=== Raw records ===

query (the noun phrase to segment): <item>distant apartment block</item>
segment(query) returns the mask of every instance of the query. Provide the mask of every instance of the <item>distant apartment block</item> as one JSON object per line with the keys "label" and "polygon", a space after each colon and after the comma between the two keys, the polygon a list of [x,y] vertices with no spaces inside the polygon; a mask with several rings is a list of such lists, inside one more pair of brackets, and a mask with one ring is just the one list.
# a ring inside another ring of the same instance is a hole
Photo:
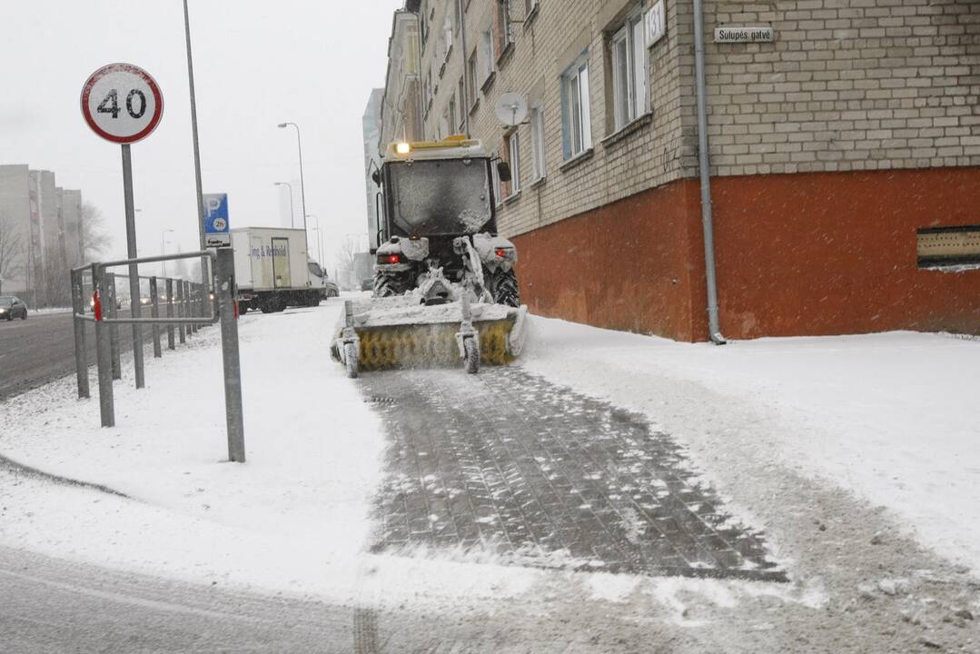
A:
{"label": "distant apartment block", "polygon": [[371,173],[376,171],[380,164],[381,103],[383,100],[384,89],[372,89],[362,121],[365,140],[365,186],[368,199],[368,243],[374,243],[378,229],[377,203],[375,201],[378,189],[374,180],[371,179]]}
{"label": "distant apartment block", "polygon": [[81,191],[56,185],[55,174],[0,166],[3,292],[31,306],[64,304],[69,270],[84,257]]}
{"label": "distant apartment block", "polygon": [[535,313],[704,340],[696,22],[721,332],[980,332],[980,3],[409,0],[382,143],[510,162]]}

===

**Problem requirements:** Extract every line of the records above verbatim, leaving the pictures out.

**Result for this task:**
query (the noun phrase to segment): <item>distant apartment block</item>
segment(query) returns the mask of every instance of the query. Provide the mask of every instance of the <item>distant apartment block</item> as one JSON object per line with the keys "label" and "polygon", a space after each colon and after the comma between the two keys, the polygon a list of [x,y] vertices with no spaces inside the polygon; a mask with several rings is a list of such lists, inside one more pair of brackets, and a mask with one ring is just the one list.
# a ring inside another ring of the same instance is a hole
Photo:
A:
{"label": "distant apartment block", "polygon": [[371,173],[376,171],[380,164],[381,103],[383,100],[384,89],[372,89],[362,121],[365,140],[365,186],[368,199],[368,243],[374,243],[378,229],[377,203],[375,201],[378,189],[374,180],[371,179]]}
{"label": "distant apartment block", "polygon": [[81,191],[56,185],[55,174],[0,166],[3,292],[31,306],[64,304],[69,270],[84,257]]}
{"label": "distant apartment block", "polygon": [[535,313],[704,340],[696,22],[721,332],[980,332],[980,3],[409,0],[382,143],[510,162]]}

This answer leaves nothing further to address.